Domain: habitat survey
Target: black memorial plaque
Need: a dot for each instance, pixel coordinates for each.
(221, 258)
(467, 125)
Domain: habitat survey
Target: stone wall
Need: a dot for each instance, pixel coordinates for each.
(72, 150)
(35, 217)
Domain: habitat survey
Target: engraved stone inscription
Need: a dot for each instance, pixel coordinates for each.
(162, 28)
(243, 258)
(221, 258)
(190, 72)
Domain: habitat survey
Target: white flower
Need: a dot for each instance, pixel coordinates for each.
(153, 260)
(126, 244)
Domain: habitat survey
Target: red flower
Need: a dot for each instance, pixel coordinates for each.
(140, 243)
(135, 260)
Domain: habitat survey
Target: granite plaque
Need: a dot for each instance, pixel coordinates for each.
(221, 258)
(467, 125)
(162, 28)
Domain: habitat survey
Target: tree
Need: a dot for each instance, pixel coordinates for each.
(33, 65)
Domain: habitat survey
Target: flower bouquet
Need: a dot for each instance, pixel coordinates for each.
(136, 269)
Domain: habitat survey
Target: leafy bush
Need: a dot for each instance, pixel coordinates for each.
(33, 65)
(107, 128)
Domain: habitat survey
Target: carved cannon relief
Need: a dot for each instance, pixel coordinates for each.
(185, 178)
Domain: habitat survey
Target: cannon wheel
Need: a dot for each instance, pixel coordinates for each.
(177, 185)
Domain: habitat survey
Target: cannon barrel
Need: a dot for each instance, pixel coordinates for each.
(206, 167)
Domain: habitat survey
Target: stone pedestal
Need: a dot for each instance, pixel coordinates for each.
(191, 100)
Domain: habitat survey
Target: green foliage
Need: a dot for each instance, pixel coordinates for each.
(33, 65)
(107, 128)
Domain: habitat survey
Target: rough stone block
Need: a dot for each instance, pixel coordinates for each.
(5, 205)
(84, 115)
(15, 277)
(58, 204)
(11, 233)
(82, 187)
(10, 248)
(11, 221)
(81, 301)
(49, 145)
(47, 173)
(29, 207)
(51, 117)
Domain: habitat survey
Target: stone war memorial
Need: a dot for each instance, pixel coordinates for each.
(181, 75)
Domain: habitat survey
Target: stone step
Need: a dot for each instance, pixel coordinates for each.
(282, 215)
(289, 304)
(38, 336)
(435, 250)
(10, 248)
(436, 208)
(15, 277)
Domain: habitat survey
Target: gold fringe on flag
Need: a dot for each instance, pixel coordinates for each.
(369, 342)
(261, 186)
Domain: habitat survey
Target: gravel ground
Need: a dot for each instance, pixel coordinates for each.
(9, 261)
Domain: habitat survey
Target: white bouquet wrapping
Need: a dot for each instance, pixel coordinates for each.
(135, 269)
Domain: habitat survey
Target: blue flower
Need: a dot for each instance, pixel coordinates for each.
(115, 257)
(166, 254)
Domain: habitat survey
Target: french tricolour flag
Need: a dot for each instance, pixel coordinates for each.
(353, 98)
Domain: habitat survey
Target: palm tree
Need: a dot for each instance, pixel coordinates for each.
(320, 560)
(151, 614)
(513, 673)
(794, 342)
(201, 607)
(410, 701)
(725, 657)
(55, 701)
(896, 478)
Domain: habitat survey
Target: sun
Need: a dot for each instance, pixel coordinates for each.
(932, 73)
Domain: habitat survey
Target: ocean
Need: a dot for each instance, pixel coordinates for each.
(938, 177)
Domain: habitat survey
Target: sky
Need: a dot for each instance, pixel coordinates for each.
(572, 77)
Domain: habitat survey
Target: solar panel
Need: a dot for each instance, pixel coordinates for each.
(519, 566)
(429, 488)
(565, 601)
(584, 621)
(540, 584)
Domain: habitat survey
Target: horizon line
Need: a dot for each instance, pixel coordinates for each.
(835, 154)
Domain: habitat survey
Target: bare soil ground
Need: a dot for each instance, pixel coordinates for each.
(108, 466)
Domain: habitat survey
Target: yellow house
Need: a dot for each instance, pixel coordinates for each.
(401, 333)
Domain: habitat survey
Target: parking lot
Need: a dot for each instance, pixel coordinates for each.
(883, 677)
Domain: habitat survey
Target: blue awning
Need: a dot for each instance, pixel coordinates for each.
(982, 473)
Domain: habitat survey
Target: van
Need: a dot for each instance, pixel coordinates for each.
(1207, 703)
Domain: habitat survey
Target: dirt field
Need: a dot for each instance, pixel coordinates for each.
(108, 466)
· · · ·
▸ AIM OF THE TASK: Restate the records, all of them, precisely as written.

▸ REPLY:
Domain: habitat survey
Target: black memorial plaque
Need: a dot for each instance, pixel coordinates for each.
(221, 258)
(467, 125)
Domain: habitat survey
Target: stone wall
Need: a dot for each instance, pixel coordinates for each.
(72, 150)
(35, 217)
Domain: habitat survey
Target: engraved stone inscription
Need: a dot for each instance, pixel coordinates for each.
(162, 28)
(243, 258)
(221, 258)
(190, 72)
Domain: habitat survey
Target: white flower
Need: a dot for each instance, pixel coordinates for each.
(153, 260)
(126, 244)
Domain: habitat survey
Target: red flower
Need: a dot for each instance, pixel coordinates for each.
(140, 243)
(135, 260)
Domain: habitat survey
Target: granite plaque
Need: a dot for each instance, pixel coordinates for each.
(221, 258)
(467, 125)
(162, 28)
Domain: habitat survey
Target: tree
Need: a dot for each instance, pixel coordinates for each.
(33, 65)
Domain: habitat survey
Target: flower bouquet
Need: a dot for each instance, pixel coordinates for each.
(136, 269)
Domain: habitat survey
Target: leafy bush
Need: a dot for each instance, pixel coordinates for each.
(33, 65)
(107, 128)
Domain: habitat survey
Target: carved cannon relief
Need: a dot for each instance, pixel coordinates for each.
(185, 178)
Domain: habitat survey
Target: cannon wheel
Need: a dot for each instance, pixel coordinates for each.
(177, 185)
Domain: habitat survey
Target: cannon barrel
Need: a dot for each instance, pixel coordinates for each.
(206, 167)
Domain: habitat survey
Target: stone pedestal
Need: a dot for each instance, pixel coordinates for each.
(191, 100)
Domain: habitat survey
Target: green foliage
Need: a dot for each instance, pixel coordinates for each.
(33, 65)
(107, 128)
Domain: habitat survey
Target: rough stone block
Need: a dot for each instance, pixel coordinates for each.
(5, 205)
(84, 115)
(15, 277)
(58, 204)
(11, 233)
(82, 187)
(10, 248)
(11, 221)
(81, 301)
(49, 145)
(47, 173)
(29, 207)
(51, 117)
Domain: habitat survey
Target: stone war memorial
Need: a dot for each instance, pixel coordinates for each.
(181, 75)
Domain: habitat survey
Target: stone step
Need: a dot for each instance, pixel coordinates for each.
(282, 215)
(289, 304)
(38, 336)
(435, 250)
(10, 248)
(436, 208)
(15, 277)
Domain: habitat survey
Target: gold fringe on flag
Need: a dot for each instance, pixel coordinates for each.
(369, 342)
(261, 186)
Domain: habitat survey
Target: gravel ground
Need: a dot for each instance, pixel coordinates for each.
(9, 261)
Domain: habitat survey
Target: white bouquet wrapping
Need: a dot for each instance, pixel coordinates for each.
(135, 269)
Domain: habitat survey
Target: blue flower
Need: a dot for each instance, pixel coordinates for each.
(115, 257)
(166, 254)
Domain: habitat survey
Target: french tricolour flag
Need: a dot for each instance, pixel coordinates for each.
(353, 98)
Domain: habitat survey
Target: palm tree
Need: a dot for each instance, pixel coordinates for each.
(320, 560)
(151, 614)
(513, 673)
(794, 342)
(201, 607)
(410, 701)
(725, 657)
(55, 701)
(896, 478)
Domain: habitat survey
Target: sun
Need: a dot for each instance, pixel coordinates for each.
(932, 73)
Domain: habitat survey
Target: ocean
Need: a dot for each instance, pixel coordinates for each.
(938, 177)
Domain: habitat survey
Target: sky
Need: a dot for each instance, pixel coordinates for each.
(572, 77)
Domain: habitat survey
Target: solar panel
Need: a dot for each instance, pixel coordinates for each.
(519, 566)
(429, 488)
(565, 601)
(584, 621)
(540, 584)
Domain: habitat survey
Target: horizon line
Need: a dot for each instance, pixel coordinates for each.
(835, 154)
Domain: habitat survey
Target: bare soil ground
Need: a dot for each instance, pixel coordinates for each.
(108, 466)
Domain: habitat survey
Target: yellow house
Need: a dot for each instance, pixel coordinates for each.
(401, 333)
Domain: habitat survey
Target: parking lot
Need: a dot for each instance, pixel coordinates for each.
(883, 677)
Domain: habitat survey
Target: blue awning
Need: a dot for each instance, pixel coordinates for each.
(982, 473)
Domain: habitat survey
Target: van
Need: a dot for each instance, pixel coordinates for each.
(1207, 703)
Domain: habitat survey
Target: dirt field
Need: a dot for each instance, pixel coordinates for each.
(108, 466)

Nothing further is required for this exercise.